Copy the data exactly.

*** Information shown ***

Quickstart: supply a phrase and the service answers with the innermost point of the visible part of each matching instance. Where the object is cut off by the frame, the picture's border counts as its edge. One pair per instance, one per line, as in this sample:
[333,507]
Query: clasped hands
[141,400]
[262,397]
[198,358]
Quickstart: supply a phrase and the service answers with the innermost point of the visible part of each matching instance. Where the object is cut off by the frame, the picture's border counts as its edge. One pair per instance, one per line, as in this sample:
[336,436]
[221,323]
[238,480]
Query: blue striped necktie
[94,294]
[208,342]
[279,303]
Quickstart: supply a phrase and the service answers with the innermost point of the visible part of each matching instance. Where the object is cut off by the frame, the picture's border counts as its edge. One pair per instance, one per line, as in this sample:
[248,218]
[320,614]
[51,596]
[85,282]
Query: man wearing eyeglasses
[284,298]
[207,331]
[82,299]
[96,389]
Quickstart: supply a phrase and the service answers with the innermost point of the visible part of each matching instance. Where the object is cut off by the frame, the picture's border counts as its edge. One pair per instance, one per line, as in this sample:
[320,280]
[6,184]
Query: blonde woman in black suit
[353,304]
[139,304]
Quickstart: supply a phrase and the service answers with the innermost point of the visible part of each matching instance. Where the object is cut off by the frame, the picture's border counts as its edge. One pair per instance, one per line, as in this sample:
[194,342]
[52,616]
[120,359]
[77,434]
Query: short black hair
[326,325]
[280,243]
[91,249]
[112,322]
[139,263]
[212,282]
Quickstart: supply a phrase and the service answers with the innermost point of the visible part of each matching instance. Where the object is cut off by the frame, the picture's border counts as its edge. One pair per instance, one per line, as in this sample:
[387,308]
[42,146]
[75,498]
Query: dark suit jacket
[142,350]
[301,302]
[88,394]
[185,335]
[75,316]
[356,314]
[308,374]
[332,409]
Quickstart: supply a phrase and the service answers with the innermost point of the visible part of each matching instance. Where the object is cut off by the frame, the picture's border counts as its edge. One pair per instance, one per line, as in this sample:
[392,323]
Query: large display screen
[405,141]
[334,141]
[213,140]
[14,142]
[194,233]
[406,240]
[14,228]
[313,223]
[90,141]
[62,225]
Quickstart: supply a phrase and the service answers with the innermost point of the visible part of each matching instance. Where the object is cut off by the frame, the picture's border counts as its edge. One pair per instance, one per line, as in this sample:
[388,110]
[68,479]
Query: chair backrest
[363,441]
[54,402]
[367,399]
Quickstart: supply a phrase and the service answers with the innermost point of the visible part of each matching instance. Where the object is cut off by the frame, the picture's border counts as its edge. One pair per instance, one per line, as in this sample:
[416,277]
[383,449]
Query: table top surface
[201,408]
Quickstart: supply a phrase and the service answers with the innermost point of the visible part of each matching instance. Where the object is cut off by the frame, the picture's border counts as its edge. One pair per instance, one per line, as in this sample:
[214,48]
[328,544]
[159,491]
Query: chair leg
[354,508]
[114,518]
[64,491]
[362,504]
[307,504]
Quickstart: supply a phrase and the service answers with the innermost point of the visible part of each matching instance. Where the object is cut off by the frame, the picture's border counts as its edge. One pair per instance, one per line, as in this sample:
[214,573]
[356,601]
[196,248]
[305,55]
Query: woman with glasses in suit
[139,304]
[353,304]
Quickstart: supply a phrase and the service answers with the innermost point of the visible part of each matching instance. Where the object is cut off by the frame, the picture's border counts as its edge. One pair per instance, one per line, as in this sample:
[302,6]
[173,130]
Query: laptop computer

*** End of Information shown ***

** Response to this task **
Quickstart: supply a phrase and the service answers with the innermost point of the visible part of each matching instance. Where the object is cut off by the frame, the picture's border counts as its edge. One pair per instance, one per line, as in this sample:
[333,507]
Query: clasped hands
[141,400]
[262,397]
[198,358]
Quickstart: supply a phrase and the service answers with the innermost point of the visible part of each matching instance. Where the object is cut off by the frame, the picture's border counts as its edge. One pair per instance, one per line, as in this sample:
[336,436]
[221,323]
[238,480]
Query: blue striped necktie
[94,294]
[208,342]
[279,303]
Quickstart: supply a phrase and the service answers with the innermost point of the visible part of each matching instance. Where the object is cut off by the frame, the picture's border counts as its edge. One pair per instance, one per line, as in this sample:
[248,218]
[320,614]
[51,596]
[85,282]
Query: man wearing eyeglasses
[284,298]
[207,331]
[82,299]
[96,389]
Quickstart: supply a phrase and the service answers with the innermost point of the visible part of each matching instance. Where the object is cut off by the frame, the picture's border counts as its edge. One pair per instance, one per line, as in this sample:
[320,280]
[6,184]
Query: blonde woman in black suit
[353,304]
[139,304]
Quickstart: supply a phrase and the service answers with the innermost point of the visible part of each matching instance. Where the object is cut off by the frame, the picture's border counts as its edge. One pair per instance, one per line, as in this sample:
[194,342]
[52,616]
[120,359]
[77,434]
Query: short black hair
[326,325]
[280,243]
[91,249]
[112,322]
[139,263]
[212,282]
Quickstart: supply a phrase and the service answers with the innermost point of the visible part of each matching instance. Where the object is cut off by the frame, the picture's border counts as its edge. One pair per instance, one per line, as in this sample:
[387,308]
[42,146]
[75,498]
Query: dark suit jacket
[142,350]
[301,302]
[88,394]
[185,335]
[75,316]
[356,314]
[308,374]
[332,409]
Quickstart: supply a phrase and the service answers with the innermost point of the visible part of each matching instance. Where the object is cut off by the frame, the picture's border counts as its edge. One pair per instance, one per line, as in this sample:
[392,323]
Query: large display screen
[405,141]
[334,141]
[213,140]
[14,142]
[194,233]
[406,240]
[14,228]
[313,223]
[90,141]
[62,225]
Quickstart: supply a phrase and the service answers with the innermost point of the visible part of each matching instance. Where the object is cut off by the frame, the picture's border counts as its edge. One pair per instance, one per line, as in this sample:
[388,110]
[68,479]
Query: chair backrest
[363,441]
[54,402]
[367,399]
Quickstart: supply a phrase and the service answers with the innermost point of the visible part of each matching instance. Where the object is cut off by the frame, the picture's border counts as its edge. One pair per instance, one per line, as in this sample:
[416,277]
[383,449]
Query: table top surface
[201,408]
Quickstart: supply a phrase and the service answers with the innermost point of the visible part of each matching instance. Where the object is cut off by the frame, the picture's border counts as its edge. One pair per instance, one per line, as in this sample:
[214,48]
[328,544]
[159,491]
Query: chair leg
[354,508]
[114,518]
[64,491]
[362,504]
[307,504]
Quickstart: supply a phrase and the service answers with the innermost point of the visible part of each matching instance. Where the object is cut off by the frame, the picture's border counts as its edge. One pair per instance, one per line, as in this sample:
[214,573]
[356,601]
[196,248]
[305,55]
Query: woman with glasses in suit
[139,304]
[353,304]
Quickstart: supply a phrase and the service answers with the innermost point of the visible part of each matching instance. Where the object is cut off by the frame, the picture's border counts as its edge. One pair per instance, one per line, as in this sample:
[302,6]
[173,130]
Query: laptop computer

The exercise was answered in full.